[Start INPUT]

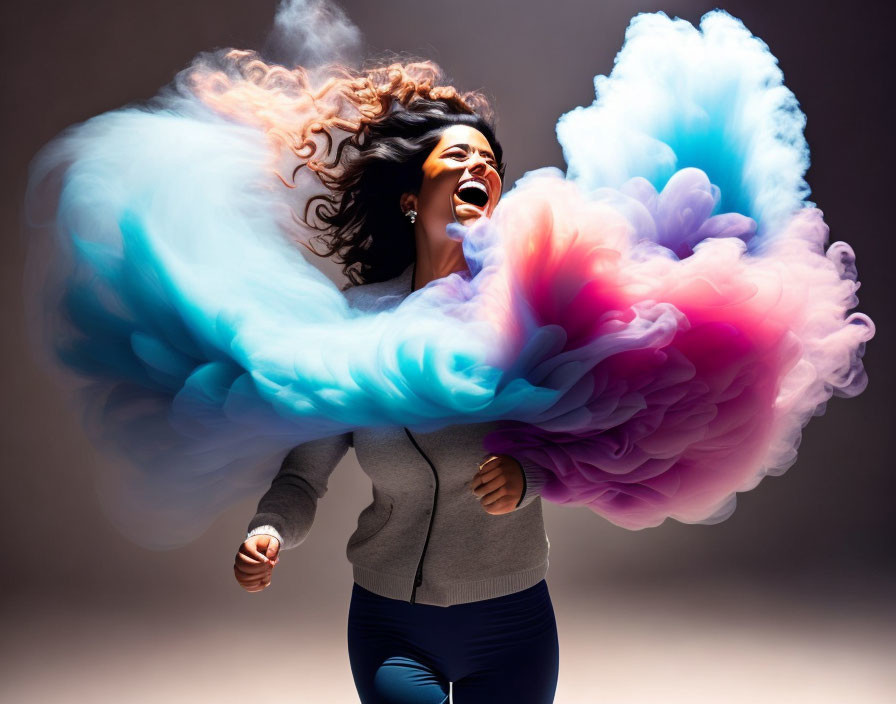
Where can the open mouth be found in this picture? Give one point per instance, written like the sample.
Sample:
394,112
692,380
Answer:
473,192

[End INPUT]

» WHAT NEEDS TO BE DONE: Reproduce every one of the rows above word for word, omitting the pictures.

» OUTPUT:
Where can the open mouth be found in this picture? Give one point per instance, written like the sample.
Sample:
394,112
692,380
Answer:
473,192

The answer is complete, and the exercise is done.